Problem description
Format the lines below as a Markdown table with columns No. and Text, skipping blank lines. Begin at the line containing "Would you be able to locate the cobblestone" and go through the line containing "<point>691,675</point>", including both.

Information shown

begin

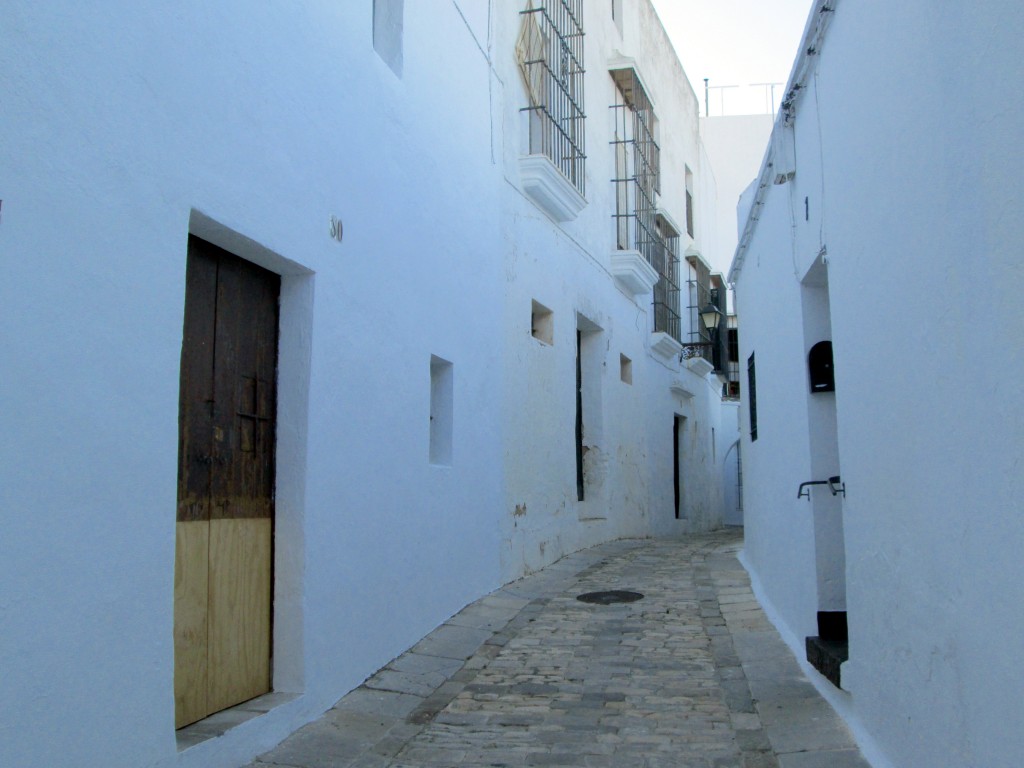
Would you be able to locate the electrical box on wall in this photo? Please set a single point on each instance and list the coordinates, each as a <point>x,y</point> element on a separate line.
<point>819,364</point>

end
begin

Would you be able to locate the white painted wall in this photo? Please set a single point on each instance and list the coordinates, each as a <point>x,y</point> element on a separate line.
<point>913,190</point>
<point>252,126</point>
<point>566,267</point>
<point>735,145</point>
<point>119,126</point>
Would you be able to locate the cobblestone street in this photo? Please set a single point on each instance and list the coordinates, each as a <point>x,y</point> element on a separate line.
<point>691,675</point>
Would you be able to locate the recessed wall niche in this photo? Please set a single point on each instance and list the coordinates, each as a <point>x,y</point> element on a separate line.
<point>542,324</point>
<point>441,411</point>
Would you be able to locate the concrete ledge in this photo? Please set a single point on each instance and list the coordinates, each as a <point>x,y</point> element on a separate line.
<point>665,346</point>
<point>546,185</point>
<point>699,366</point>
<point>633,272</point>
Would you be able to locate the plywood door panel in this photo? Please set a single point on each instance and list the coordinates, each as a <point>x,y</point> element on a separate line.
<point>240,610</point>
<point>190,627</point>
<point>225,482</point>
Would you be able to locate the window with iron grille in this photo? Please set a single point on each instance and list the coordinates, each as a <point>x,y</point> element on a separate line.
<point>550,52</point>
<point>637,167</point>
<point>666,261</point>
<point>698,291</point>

end

Response to this exercise
| No. | Text |
|---|---|
| 1 | Would you be able to locate the cobblestone street in this photo? Please set a single point on each instance and list the coordinates, each as a <point>x,y</point> element on a separate line. |
| 2 | <point>691,675</point> |